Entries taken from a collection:
________________
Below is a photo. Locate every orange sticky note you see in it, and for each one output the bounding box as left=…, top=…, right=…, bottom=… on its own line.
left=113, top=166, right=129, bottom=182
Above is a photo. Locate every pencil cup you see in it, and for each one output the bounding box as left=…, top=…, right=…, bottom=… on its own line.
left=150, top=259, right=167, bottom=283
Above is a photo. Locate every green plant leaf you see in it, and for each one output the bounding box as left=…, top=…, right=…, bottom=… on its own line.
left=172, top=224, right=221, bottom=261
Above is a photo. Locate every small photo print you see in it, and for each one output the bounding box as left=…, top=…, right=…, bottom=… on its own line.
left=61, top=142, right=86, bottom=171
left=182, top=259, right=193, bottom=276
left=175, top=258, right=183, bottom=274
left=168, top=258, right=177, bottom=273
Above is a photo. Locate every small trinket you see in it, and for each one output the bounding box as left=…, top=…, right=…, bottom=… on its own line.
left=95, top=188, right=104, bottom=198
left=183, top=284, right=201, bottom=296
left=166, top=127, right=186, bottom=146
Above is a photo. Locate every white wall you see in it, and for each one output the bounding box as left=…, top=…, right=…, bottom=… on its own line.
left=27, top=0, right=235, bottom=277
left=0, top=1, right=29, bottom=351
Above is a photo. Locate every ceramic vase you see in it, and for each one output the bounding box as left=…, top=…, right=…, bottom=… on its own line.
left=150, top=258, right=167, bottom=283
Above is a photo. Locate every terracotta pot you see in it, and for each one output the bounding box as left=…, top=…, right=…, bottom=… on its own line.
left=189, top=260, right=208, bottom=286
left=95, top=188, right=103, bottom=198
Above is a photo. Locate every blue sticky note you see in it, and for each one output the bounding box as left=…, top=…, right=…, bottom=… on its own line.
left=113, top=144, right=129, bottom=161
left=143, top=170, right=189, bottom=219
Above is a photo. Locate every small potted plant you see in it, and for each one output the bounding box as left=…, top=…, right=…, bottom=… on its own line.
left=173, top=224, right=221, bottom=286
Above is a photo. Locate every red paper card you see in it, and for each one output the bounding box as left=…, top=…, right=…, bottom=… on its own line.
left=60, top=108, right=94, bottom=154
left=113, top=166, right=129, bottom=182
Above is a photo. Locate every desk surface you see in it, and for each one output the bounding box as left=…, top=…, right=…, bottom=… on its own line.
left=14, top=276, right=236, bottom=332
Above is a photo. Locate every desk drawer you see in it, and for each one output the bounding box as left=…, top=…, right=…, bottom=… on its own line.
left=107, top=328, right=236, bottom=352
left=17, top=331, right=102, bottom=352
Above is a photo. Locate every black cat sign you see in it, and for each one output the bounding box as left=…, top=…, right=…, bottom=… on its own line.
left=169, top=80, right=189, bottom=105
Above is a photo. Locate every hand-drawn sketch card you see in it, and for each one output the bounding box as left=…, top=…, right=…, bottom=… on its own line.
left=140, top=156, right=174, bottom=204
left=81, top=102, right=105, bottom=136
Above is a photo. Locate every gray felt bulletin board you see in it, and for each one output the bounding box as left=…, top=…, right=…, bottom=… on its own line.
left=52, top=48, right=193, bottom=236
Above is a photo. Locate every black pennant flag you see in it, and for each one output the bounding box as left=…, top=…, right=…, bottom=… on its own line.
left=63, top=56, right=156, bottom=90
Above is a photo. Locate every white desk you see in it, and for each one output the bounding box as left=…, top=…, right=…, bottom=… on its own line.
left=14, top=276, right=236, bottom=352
________________
The problem:
Give back only the lines from the one containing "Above is a photo. Locate every white desk" through the final line of the entries above, exactly as written, both included.

Solution for this task:
Above is a photo. Locate every white desk you see in it, and for each one output the bounding box as left=…, top=…, right=…, bottom=… on its own line.
left=14, top=276, right=236, bottom=352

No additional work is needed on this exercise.